# [THE EXERCISE]
Extend the Thanksgiving blog post below, starting after its final sentence and keeping its first-person voice.

# [SELECTED EXTRACT]
start
Monday, November 29, 2010

I'm Thankful?

Sure.

As Thanksgiving was closing in on us I couldn't stop thinking about Zion and how I should have been packing up all the goodies a newborn needs, for his first trip to NE Iowa. I thought about our house that is not selling and getting harder and harder to keep clean. I thought about this baby, growing in a mother's tummy while she's in prison. I thought about how badly I want that baby to be part of our family and how little control I have over that. I was having a hard time being thankful. Yes, I KNOW...I have a house, food, clothes, an amazing family and friends, Seth has a job, we certainly don't lack any material things. But those aren't the things that are important anyway, right? I kind of feel as though we're frozen in this mid-leap state. So much of our life right now is hanging in the balance of something we have no control over. Will our house sell? Are we putting so much work and time into this new house in vain? Will this mother choose us to raise her baby? Will we have more children through surrogacy? Will I lose my mind trying to figure this all out? Probably, though it's not really for me to figure out. All I can do is hang on to my faith and wait. That's not so easy. The thing is, this could all work out SO wonderfully but it could also all go very poorly and based on our recent past, I'm stuck in the negative realm of assuming it will turn out badly. So, I guess I'm most thankful for my faith. I'm thankful for the road that led me to accept Jesus Christ as my Lord and Savior, because without that, I really might find nothing to give thanks for this year. But because of Jesus I have hope and I am clinging to the promises of peace and good. Sometimes, that's all you can do. Sometimes, even that is hard.
end
# [GIVEN DATA]
start
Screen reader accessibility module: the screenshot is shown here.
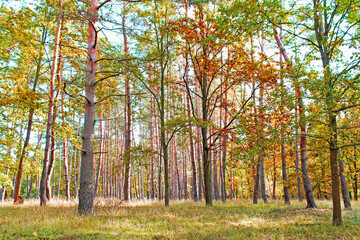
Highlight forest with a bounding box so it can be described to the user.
end
# [RESPONSE TO THE EXERCISE]
In other news: Anyone want a dog? We got Hammer just a couple weeks after Zion passed away and I'm thinking that was an emotional decision. We had our puppy, Bella when we lost Elijah and I was thankful she was there to keep me company and cuddle on my lap. I think I was just hoping for that again, maybe a puppy would ease the pain? Welp, let me tell you what...I was WRONG! Hammer is actually a really good dog and super cute :) But the mix of a 2.5 year old/moody girl and a puppy is enough to put me over the edge. Grace spends most of the day antagonizing Hammer until he nips at her, at which point she kicks him, cries and throws him outside. Hammer comes back in and the cycle repeats. Constant whining from one or the other. I suppose this is much like having 2 kids, however, I don't like Hammer. We never really bonded so I don't really like him and see him as more of a pain in the butt than anything. Yes, I know I am a cold, heartless person, please forgive me! I admit it was a mistake, based on emotion. It happens...right? Plus, when we got Hammer we didn't know we'd be moving (hopefully) to a house with ALL new flooring, new furniture, no fence, etc. So anyway, Hammer who is a 5 month old Shorkie could really use a new home. If you have any interest, please let me know and I'll give you details. Also, please forgive me and don't judge me :)

We don't know much more about this pending adoption but really ask for prayers. I'm trying my hardest not to think about it and am even having a hard time praying about it because I'm so guarded and scared. So, I'm relying on the prayers of others for this one :) We hope to meet with the Pastor and the mother's friend, Jane here in a couple weeks. PRAY PRAY PRAY!

Grace is HILARIOUS! She's been talking a ton lately and making sense too. Some of my fave quotes.

The other day when Seth came out of our room ready for church: "Ooo, daddy handsome!"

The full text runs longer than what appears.